The records that follow are to be repeated exactly, with the pictures removed.

# WORKING DATA
○ ○ ○ ○ ○ ○ ○
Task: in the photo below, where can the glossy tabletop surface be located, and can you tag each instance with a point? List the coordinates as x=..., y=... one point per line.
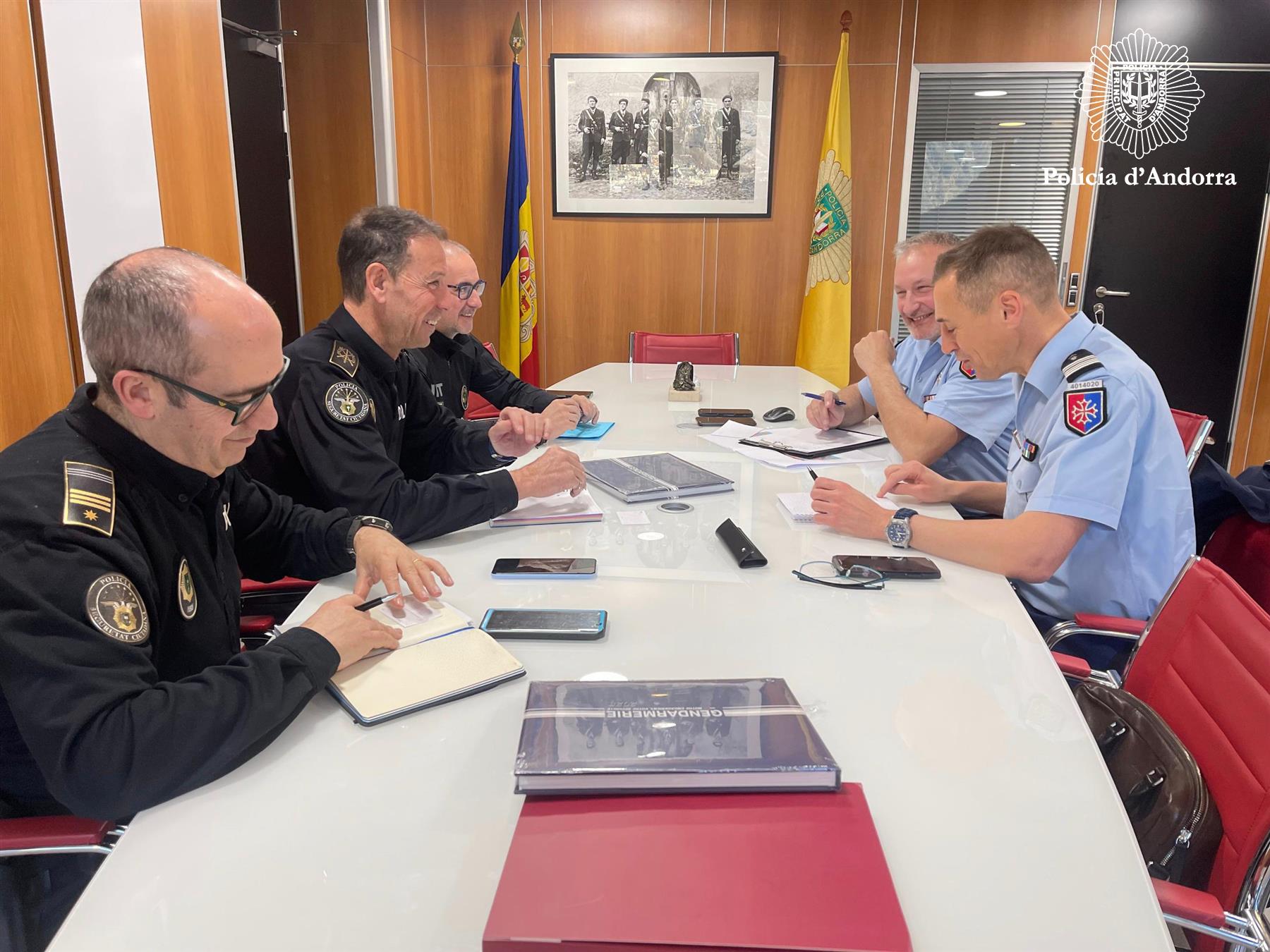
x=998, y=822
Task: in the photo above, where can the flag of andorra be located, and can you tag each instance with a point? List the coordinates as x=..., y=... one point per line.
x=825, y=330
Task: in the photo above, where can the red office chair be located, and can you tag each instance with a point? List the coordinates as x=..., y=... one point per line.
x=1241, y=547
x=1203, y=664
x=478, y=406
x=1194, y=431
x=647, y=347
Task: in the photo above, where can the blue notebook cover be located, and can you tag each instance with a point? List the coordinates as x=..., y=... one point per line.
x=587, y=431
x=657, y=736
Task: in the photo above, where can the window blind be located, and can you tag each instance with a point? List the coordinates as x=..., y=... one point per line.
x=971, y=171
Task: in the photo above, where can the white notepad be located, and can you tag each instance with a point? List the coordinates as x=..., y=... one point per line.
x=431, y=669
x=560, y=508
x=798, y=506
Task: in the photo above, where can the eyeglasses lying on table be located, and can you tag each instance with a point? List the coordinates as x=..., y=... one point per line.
○ ○ ○ ○ ○ ○ ○
# REPLY
Task: in the photo below, where can the glossy tabletop surface be located, and can you tag each instance with a point? List the coordinates as x=..., y=... one point per line.
x=998, y=822
Task: in the photo above, where can the flag of andorra be located, and can you tag each instance with a point? List the coordinates as x=..., y=... one point per line.
x=825, y=330
Task: in the photo above, where can the red office chair be located, and can you tag each instance with a point? List the coordinates as x=..., y=... one point per line.
x=1241, y=547
x=1203, y=664
x=478, y=406
x=1194, y=431
x=647, y=347
Task: in the photo above, where can the blue notebook cover be located, and can you tag each instance with a point? List the coordinates as x=..., y=... one point per line.
x=587, y=431
x=657, y=736
Task: in the photo above, where can the window blind be located, and can you tag each instance with a point? List the coordinates as x=..., y=... one point per line.
x=971, y=171
Task: in the photo above, where can the white notepad be located, and can you tag each instance with a point? List the coordinates as x=..., y=... one point per line.
x=431, y=669
x=560, y=508
x=798, y=506
Task: in the photo above, where can the eyeglasses lying on table be located, and can you tag each instance with a point? List the coordinates as x=..., y=... one point per line.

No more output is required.